• Required task:
Copy the lines below, from the line holding "Confirm that each instance of the glowing" through the end, inclusive, keeping each request and scaling every x and y coordinate in the answers by 0.6, rounded to whole numbers with halves going up. Omit the pictures.

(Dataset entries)
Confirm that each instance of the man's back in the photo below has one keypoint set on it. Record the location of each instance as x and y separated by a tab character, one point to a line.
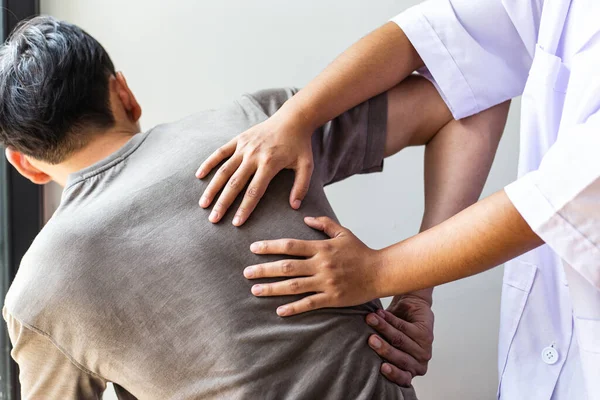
130	283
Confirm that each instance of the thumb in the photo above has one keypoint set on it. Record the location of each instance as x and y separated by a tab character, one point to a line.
301	184
325	224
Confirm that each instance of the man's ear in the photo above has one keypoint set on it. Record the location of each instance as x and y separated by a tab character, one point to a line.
128	99
22	164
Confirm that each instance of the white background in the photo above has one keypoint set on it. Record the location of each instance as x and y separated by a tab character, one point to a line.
184	56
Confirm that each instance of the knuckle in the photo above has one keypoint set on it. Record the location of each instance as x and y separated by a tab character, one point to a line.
287	268
234	182
309	303
327	247
427	356
289	245
221	152
224	169
397	340
268	159
254	150
404	366
252	192
268	290
294	286
328	265
429	338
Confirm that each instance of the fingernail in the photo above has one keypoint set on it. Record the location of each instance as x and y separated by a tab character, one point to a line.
256	290
372	320
282	311
375	342
204	201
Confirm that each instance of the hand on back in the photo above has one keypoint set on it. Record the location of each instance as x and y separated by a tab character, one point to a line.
256	156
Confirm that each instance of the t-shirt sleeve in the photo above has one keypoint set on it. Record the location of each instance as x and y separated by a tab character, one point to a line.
353	143
44	371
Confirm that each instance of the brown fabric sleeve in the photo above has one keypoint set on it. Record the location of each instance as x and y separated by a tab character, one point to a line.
45	372
353	143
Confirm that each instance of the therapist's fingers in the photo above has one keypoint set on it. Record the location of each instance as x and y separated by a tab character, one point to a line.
290	247
301	183
279	269
396	375
309	303
219	180
215	158
285	288
234	186
394	335
256	190
327	225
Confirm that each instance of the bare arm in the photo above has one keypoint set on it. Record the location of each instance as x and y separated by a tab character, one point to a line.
374	64
457	161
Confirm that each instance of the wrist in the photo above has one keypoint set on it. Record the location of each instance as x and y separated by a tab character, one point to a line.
297	117
383	276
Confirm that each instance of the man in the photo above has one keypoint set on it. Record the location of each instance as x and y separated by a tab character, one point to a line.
545	225
129	283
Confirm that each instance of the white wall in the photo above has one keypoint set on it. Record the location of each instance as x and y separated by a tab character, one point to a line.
184	56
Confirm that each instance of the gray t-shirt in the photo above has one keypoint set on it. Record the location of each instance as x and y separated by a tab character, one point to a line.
130	283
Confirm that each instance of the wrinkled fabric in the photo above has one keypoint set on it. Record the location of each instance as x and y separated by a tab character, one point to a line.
479	54
130	283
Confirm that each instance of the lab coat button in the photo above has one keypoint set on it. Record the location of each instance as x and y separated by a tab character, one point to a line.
550	355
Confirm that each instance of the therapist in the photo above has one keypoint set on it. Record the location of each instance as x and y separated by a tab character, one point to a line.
478	54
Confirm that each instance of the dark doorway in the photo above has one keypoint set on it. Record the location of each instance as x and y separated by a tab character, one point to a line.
20	212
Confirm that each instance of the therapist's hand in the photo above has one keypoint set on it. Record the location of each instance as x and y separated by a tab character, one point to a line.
261	151
340	272
405	338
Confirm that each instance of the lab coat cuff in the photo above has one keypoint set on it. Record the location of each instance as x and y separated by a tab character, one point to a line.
556	231
440	67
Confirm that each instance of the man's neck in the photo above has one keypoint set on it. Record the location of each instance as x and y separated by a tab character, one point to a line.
100	147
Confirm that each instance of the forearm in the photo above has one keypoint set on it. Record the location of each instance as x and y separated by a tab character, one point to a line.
457	162
373	65
481	237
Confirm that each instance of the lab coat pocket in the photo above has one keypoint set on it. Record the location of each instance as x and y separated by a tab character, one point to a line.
588	338
518	281
588	334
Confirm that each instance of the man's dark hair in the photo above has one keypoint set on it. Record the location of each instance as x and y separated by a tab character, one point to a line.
54	88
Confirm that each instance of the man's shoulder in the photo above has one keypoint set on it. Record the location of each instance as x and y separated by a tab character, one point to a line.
43	274
268	101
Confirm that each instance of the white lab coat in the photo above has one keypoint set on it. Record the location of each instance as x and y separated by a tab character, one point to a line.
480	53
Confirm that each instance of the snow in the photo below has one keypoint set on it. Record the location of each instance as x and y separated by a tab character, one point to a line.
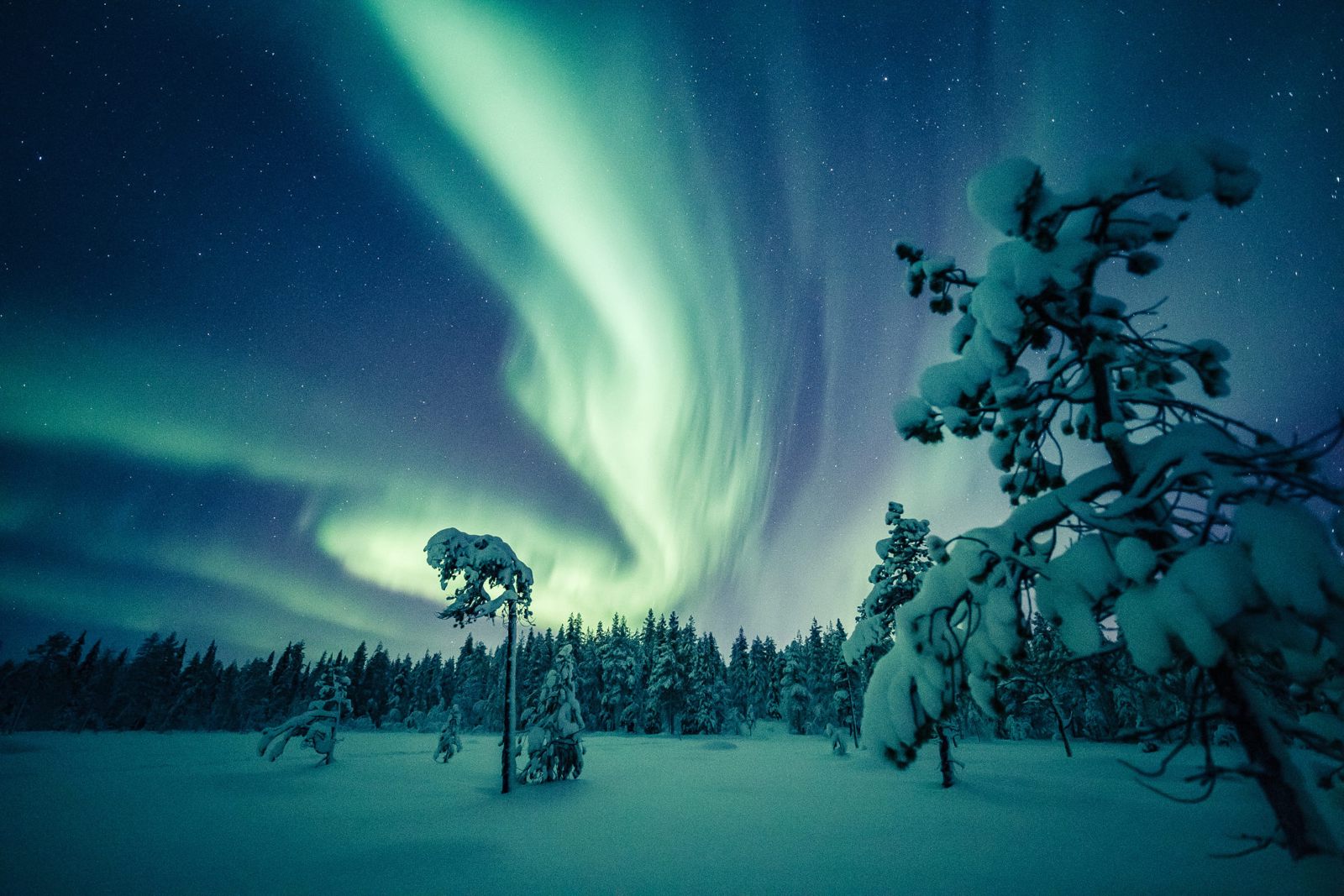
765	815
1001	195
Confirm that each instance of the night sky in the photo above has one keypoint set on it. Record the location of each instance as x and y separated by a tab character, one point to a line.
286	288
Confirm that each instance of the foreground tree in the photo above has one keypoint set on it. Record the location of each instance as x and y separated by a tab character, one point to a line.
484	562
902	560
554	747
316	726
1193	531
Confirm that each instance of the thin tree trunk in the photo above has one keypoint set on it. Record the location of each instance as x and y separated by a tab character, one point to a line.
510	663
1059	720
1285	790
945	757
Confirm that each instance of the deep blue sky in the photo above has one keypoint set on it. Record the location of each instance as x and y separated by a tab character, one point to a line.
282	293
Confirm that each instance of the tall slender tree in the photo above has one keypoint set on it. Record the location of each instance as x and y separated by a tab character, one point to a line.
1194	531
486	562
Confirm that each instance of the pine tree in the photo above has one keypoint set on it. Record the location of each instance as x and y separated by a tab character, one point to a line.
795	699
739	673
481	562
554	746
318	726
1196	533
449	736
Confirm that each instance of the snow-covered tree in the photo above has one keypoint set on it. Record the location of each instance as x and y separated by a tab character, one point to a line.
1193	531
902	558
483	562
316	726
793	692
449	736
554	746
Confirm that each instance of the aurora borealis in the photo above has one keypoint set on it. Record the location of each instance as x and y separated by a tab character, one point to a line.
286	288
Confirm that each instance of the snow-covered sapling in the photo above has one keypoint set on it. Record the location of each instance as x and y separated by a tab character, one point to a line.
316	726
1196	535
837	735
554	746
449	739
483	562
902	560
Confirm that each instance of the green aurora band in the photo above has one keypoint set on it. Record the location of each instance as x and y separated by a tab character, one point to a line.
632	355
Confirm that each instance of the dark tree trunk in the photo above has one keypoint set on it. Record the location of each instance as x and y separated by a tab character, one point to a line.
1305	832
945	757
510	678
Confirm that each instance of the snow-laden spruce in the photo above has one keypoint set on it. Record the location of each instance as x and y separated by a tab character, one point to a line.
449	736
483	562
553	741
316	726
1198	535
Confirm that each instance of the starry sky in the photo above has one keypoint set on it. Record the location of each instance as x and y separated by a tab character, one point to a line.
286	288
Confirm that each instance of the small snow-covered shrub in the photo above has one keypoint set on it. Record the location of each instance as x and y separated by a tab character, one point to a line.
449	741
553	741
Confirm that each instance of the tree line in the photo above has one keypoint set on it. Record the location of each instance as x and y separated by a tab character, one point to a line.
660	678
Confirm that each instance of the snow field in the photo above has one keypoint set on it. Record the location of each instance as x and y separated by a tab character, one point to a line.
199	813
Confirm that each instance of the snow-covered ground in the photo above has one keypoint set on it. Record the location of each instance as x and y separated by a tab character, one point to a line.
181	813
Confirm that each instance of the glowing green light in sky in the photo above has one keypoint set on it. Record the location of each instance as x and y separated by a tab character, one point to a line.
632	358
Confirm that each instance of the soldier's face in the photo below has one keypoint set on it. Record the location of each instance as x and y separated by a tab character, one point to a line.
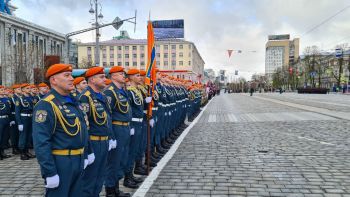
63	81
99	81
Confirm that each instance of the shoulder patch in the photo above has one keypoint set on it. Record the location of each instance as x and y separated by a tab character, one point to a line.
40	116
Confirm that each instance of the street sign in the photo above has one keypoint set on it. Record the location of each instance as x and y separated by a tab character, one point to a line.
117	23
338	53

• Result:
Confirm that each instance of the glowing green light in sky in the photo above has one keypoint set on it. Record the location of each instance as x and y separated by a tab character, one point to a line.
379	215
Confirm that each instance of the soldier's face in the photo below has one keypoint set on it. Record the location of each instance as x and y separated by a tab character, one point to a line.
38	49
59	49
Confirm that each instance of the shoulder patch in the photo above has one keypoint set on it. Record the location of each instance as x and y separated by a tab character, one point to a line.
24	70
Confirm that each instance of the street sign in the photo above has one keypoint set on it. Record the location of each instance as x and y separated by a tab character, one point to a line.
70	14
203	32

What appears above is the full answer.